(Object point labels)

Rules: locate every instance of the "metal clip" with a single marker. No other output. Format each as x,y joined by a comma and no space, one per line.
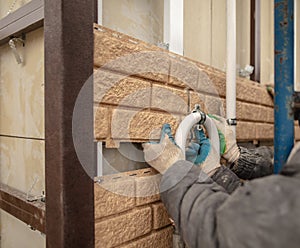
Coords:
232,122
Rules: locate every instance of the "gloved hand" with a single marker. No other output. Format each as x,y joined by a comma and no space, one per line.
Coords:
201,153
163,154
228,147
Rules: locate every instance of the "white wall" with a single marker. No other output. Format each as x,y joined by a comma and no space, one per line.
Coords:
142,19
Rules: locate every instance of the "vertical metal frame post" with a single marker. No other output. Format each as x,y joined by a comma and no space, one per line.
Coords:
284,81
68,64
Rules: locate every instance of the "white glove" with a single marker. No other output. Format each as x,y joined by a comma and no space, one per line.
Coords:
164,154
229,149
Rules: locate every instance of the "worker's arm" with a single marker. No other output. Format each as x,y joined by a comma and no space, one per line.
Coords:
263,213
192,199
245,163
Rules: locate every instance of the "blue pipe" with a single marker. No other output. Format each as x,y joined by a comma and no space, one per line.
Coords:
284,82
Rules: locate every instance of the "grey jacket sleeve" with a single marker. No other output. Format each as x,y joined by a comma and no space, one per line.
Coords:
263,213
192,199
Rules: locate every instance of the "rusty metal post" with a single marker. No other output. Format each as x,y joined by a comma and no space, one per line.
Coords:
284,81
68,64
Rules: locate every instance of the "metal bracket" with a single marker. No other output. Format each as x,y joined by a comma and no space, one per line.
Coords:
232,122
13,42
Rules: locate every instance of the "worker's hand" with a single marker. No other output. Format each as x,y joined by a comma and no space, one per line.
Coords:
228,147
201,153
163,154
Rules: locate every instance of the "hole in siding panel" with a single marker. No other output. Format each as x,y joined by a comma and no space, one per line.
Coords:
128,157
116,178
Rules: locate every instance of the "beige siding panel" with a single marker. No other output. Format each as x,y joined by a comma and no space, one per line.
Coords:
243,33
197,30
142,19
218,59
22,88
15,234
267,41
22,163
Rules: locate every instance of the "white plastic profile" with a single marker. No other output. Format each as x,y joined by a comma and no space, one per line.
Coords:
231,62
186,125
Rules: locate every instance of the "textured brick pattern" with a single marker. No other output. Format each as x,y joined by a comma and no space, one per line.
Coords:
120,229
140,125
165,87
113,197
124,217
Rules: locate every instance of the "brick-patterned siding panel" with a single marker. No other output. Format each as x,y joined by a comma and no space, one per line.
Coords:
141,125
160,239
169,99
147,189
157,73
114,197
125,227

To do =>
Transcribe every line in the entries above, taking out only the images.

Response =>
Rules: locate every instance of the "metal clip" with a single marker. No other output. Format each as x,y joined by a comma and no space, one per line.
Coords:
232,122
Rules: locate every instance of the "gloved hand" with a single marker. No other output. Format each as x,y joined by a comma and no space, one per line.
Coords:
201,153
163,154
228,147
Rules: locate every instance of the "white wall" with a single marker. No other output. Format each as x,y joined by a comma and no space, one per line.
Coords:
142,19
Rules: locate every instance of the "vertical metal frame post" with a single marker. No other output. Format each as x,y joined by a comma and no space, one per line.
Coords:
284,81
68,64
Rules: locate every instance of the "white glove" with a single marker. No other output. Format each as x,y joined by a comma and no space, one per line.
Coords:
164,154
229,149
Rules: locate every instance of the "worker's arm" with a single marker. No other output. Format each as x,y joined by a comma and no space, one per line.
Coords:
263,213
192,199
245,163
Rules: locate every instance of the "blue pipe" with a single marker. No other output. Format each as x,y joined by a comma and no space, one per line.
Coords:
284,82
Rules: locate every instance of the "grey jacket sleeve" with a single marker. No other output. Format each as x,y joined by a comma and no space, one per line.
Coords:
263,213
192,199
Rules: locate every instance of the "rusty metal post" with a single marker. No other output. Format each as x,y joined by a comma and no space, one per line.
Coords:
284,81
68,64
Rules: locate every instance of the "metal bracket" with a single marker. No other output. Format each as x,y joined by a comma and no space, one per line.
Coords:
232,122
13,42
Rules: locate every instance of the "worker's hand" with a single marker. No other output. Format each as x,y joined by a comma and no space, one per line.
Coords:
228,147
201,153
163,154
Rules: locate every instance of the "hole in siding panel" with a single marker. No other output. Format each as x,y joined by a comma and no space, one per line.
Coords:
128,157
116,178
Rules: locate every instance of the "beige siding panel" with a single marker. No other output. Format each as x,y joined by a comma and no space, one per line.
Coords:
243,33
197,30
142,19
218,59
22,88
15,234
267,41
22,163
Rules: locate every instance of the "white plastic profile" with a single marker. No other output. Format each as x,y joined by a comma and no space, one per line.
Coords:
231,62
186,125
Rules: locate every instance of the "textured brick pattern" with a single marker. No other output. Format each as x,y joined by a comma and no space, one per line.
Coords:
120,229
140,125
165,87
113,197
124,217
Rules: locate every instance of the "brick-patterned siding panel" with a single marker. No other output. Format each as x,y joined by a comma and no space, one per line.
Coords:
141,125
160,239
169,99
147,189
157,73
114,197
125,227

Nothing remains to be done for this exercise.